# DATA SUPPLIED start

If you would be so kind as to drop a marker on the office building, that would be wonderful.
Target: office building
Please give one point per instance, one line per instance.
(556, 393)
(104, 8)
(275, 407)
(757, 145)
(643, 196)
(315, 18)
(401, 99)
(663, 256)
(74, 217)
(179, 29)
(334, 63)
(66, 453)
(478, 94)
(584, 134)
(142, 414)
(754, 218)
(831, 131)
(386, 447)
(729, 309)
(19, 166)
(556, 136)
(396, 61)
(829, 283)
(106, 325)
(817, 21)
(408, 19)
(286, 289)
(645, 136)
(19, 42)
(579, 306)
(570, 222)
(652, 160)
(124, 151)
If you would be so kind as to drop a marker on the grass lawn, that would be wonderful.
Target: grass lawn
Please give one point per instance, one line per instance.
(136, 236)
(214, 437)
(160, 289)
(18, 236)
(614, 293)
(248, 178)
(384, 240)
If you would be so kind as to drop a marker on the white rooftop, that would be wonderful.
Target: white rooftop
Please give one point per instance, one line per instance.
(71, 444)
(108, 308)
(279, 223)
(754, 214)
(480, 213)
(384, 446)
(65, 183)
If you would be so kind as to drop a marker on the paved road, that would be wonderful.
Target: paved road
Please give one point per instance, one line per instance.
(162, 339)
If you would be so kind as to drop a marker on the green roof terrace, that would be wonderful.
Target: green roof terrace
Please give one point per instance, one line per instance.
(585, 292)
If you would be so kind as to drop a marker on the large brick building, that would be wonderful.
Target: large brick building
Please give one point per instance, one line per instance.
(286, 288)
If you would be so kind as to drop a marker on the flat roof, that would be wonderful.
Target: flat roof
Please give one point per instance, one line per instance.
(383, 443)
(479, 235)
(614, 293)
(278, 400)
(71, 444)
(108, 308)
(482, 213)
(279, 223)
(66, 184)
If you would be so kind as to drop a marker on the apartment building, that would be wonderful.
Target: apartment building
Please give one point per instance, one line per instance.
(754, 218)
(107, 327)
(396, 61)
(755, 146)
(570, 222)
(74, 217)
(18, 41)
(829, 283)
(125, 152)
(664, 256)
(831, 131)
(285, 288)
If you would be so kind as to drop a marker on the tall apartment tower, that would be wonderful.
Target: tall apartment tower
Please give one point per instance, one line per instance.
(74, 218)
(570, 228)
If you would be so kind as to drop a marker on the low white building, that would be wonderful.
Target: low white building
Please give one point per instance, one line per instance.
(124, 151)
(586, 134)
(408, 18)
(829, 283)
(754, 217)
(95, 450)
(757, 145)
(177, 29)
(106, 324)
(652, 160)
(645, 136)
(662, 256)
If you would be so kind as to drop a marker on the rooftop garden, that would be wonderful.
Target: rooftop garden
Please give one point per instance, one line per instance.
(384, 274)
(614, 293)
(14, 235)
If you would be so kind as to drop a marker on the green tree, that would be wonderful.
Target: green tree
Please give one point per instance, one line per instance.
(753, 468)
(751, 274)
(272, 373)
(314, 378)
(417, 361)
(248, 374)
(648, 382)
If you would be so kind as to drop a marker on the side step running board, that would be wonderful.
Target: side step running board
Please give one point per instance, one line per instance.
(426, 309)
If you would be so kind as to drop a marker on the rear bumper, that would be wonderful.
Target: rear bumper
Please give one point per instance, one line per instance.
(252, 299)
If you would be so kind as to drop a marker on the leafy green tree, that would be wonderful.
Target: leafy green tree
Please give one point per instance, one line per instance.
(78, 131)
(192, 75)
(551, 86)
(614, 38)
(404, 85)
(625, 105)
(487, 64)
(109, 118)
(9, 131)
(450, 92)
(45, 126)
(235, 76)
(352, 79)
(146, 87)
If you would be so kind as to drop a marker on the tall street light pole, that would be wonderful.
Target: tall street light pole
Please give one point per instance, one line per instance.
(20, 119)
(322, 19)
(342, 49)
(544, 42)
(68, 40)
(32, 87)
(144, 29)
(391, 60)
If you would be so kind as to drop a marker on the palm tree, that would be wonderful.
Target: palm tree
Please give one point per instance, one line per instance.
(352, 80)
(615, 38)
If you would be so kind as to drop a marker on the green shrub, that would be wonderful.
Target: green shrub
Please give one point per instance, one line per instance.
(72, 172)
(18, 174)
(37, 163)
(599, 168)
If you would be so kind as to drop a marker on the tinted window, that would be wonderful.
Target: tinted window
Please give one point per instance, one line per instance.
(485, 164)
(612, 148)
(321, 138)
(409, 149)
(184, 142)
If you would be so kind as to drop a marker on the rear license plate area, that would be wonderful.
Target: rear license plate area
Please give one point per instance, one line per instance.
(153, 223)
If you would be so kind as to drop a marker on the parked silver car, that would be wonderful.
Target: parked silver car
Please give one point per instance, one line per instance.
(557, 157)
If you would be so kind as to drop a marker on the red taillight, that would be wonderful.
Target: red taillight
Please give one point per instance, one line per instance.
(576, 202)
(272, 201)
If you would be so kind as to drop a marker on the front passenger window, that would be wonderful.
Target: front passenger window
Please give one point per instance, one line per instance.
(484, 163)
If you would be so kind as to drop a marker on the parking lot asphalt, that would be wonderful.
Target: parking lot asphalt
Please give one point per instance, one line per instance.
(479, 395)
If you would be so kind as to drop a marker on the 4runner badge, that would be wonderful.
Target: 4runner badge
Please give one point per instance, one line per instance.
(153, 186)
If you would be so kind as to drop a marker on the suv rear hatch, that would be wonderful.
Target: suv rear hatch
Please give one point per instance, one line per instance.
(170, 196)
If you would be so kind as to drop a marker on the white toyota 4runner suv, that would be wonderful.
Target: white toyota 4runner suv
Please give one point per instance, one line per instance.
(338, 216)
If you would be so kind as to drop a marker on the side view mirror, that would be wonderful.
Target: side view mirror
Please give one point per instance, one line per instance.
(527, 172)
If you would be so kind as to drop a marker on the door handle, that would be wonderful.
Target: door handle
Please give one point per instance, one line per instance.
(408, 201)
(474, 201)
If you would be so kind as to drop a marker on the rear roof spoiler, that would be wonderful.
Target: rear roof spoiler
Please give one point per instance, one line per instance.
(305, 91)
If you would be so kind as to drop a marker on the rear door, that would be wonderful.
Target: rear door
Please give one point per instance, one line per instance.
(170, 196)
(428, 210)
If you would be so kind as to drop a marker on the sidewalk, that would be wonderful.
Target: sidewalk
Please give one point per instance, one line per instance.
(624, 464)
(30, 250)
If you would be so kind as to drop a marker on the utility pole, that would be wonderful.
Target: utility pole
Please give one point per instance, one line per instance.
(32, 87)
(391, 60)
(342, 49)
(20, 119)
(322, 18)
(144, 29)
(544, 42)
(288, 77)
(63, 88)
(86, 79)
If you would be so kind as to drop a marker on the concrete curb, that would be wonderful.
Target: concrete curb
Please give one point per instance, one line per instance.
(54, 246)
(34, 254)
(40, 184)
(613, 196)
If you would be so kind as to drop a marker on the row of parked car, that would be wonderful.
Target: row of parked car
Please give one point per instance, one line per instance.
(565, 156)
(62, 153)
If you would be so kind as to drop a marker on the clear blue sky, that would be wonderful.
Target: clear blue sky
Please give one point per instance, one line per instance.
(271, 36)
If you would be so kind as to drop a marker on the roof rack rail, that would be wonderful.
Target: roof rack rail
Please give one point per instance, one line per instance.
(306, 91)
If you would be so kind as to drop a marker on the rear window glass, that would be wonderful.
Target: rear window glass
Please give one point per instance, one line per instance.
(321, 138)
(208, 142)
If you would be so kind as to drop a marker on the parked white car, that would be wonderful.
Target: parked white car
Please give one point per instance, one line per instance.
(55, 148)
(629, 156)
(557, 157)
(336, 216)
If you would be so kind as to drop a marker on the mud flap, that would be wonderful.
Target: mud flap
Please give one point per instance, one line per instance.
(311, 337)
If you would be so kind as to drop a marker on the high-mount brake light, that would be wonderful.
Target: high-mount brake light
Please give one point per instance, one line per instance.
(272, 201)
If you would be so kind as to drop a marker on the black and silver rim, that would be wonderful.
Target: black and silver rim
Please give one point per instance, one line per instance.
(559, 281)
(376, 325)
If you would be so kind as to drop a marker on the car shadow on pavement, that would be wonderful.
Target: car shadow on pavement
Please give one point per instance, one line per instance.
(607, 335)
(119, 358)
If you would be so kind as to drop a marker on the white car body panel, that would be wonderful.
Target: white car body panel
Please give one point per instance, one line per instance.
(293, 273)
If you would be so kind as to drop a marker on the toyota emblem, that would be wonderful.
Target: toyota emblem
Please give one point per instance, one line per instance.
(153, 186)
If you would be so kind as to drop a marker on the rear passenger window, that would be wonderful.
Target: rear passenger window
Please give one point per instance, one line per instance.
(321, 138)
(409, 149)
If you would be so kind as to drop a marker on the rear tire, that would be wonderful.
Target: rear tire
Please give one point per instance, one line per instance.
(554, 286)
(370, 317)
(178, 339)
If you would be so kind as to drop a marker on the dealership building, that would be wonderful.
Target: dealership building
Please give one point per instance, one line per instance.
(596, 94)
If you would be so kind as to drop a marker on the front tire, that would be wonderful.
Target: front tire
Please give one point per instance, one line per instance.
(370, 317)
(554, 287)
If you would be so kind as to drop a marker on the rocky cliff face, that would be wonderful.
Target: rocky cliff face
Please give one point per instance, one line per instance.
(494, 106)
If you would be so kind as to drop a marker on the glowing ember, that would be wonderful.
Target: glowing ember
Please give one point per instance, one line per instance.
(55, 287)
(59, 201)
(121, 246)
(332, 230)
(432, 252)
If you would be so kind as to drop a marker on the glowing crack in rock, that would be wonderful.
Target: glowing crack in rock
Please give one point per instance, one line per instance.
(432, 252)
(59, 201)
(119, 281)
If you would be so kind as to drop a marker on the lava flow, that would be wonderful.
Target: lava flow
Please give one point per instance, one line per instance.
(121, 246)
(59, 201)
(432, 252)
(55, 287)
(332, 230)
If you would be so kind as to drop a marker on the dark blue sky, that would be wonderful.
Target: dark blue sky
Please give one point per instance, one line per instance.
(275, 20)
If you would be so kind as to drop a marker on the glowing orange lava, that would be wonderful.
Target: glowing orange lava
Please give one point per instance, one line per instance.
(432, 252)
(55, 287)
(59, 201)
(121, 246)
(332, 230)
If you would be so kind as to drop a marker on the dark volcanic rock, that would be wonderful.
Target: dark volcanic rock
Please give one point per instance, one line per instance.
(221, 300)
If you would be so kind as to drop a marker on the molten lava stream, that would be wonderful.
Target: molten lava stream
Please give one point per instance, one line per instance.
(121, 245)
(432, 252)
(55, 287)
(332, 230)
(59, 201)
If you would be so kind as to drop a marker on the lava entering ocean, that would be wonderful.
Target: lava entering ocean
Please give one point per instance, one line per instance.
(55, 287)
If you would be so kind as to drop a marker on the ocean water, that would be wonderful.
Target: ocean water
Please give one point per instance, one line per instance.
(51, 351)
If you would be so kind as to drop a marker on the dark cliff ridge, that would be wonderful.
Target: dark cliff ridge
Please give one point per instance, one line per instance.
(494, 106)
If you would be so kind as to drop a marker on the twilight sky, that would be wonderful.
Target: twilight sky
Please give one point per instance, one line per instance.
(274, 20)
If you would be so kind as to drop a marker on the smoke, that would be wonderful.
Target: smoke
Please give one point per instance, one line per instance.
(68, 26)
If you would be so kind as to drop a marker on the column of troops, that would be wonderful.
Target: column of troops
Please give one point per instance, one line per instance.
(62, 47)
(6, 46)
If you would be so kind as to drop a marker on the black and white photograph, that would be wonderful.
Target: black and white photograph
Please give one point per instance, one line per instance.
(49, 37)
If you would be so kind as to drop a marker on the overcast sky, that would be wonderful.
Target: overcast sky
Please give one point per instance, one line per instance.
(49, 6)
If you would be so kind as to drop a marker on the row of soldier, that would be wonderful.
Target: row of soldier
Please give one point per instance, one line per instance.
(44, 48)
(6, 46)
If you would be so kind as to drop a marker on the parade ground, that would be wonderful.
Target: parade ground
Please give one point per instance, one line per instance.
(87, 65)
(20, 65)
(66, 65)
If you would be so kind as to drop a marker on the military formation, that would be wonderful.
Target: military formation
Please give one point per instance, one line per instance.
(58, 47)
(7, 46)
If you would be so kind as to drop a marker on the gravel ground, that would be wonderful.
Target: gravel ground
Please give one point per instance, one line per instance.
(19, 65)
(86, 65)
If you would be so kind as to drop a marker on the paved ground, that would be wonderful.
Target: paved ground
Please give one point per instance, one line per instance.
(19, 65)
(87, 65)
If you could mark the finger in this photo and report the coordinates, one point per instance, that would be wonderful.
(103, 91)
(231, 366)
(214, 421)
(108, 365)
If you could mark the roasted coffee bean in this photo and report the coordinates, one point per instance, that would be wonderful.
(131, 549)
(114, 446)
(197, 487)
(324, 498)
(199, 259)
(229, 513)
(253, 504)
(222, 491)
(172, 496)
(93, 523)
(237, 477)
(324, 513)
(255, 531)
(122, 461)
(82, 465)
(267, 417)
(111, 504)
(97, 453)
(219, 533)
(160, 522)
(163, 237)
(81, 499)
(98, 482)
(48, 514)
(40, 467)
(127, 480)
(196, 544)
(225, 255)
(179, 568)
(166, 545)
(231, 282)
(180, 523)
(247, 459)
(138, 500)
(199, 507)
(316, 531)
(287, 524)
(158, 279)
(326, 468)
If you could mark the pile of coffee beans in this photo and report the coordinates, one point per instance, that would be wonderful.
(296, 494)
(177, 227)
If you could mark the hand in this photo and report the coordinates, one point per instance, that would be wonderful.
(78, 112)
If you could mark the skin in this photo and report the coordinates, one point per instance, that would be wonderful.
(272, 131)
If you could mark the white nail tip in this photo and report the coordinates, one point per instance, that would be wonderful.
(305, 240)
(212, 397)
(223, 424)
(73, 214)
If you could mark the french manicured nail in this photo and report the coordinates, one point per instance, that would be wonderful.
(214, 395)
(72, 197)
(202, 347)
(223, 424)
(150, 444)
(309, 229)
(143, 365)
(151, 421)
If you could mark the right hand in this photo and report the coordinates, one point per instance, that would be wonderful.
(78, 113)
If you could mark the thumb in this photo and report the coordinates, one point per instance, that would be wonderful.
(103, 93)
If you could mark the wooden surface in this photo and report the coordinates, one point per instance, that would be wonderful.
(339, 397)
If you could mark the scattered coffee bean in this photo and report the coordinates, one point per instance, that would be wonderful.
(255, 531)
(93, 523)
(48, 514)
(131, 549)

# DATA SUPPLIED end

WHAT TO WORK ON ▸ Copy, character for character, the lines from the line that holds "If you could mark the roasted" through the final line of the records above.

EXERCISE SOLUTION ▸
If you could mark the roasted coffee bean in this photo and report the coordinates, one point per instance, that would be wonderful.
(131, 549)
(114, 446)
(197, 487)
(324, 498)
(199, 259)
(229, 513)
(253, 504)
(222, 491)
(172, 496)
(93, 523)
(237, 477)
(324, 513)
(255, 531)
(122, 461)
(82, 465)
(267, 417)
(111, 504)
(97, 453)
(219, 533)
(160, 522)
(163, 237)
(81, 499)
(98, 482)
(48, 514)
(40, 467)
(127, 480)
(196, 544)
(225, 255)
(179, 568)
(166, 545)
(231, 282)
(180, 523)
(247, 459)
(138, 500)
(199, 507)
(316, 531)
(287, 524)
(158, 279)
(326, 468)
If you could mark the pile of coffee beans in this photo and report the coordinates, one point per instance, that would be wonderful.
(296, 494)
(177, 227)
If you could mark the hand in this photo and report the coordinates, one point per instance, that would be wonderful.
(78, 112)
If you could mark the skin in this photo and report the coordinates, one point per instance, that would be wonderful.
(272, 131)
If you could mark the white nail tip in this photo and report the coordinates, one point per instance, that would be wonderful.
(305, 240)
(212, 397)
(223, 424)
(73, 214)
If you could mark the french manicured nail in this photo and report the coordinates, one point per instance, that would be wonderful.
(214, 395)
(72, 197)
(202, 347)
(223, 424)
(150, 444)
(309, 229)
(143, 365)
(151, 421)
If you could mark the right hand in this photo and report the coordinates, one point per instance, that would be wonderful.
(78, 113)
If you could mark the thumb in this photo and report the coordinates, one point per instance, that would be wonderful.
(103, 93)
If you could mark the wooden surface in this photo and report the coordinates, one point per instance, that would be wonderful.
(339, 397)
If you could mark the scattered coffee bean in this photo and report the coordinates, one point per instance, that would be wonderful.
(255, 531)
(93, 523)
(48, 514)
(131, 549)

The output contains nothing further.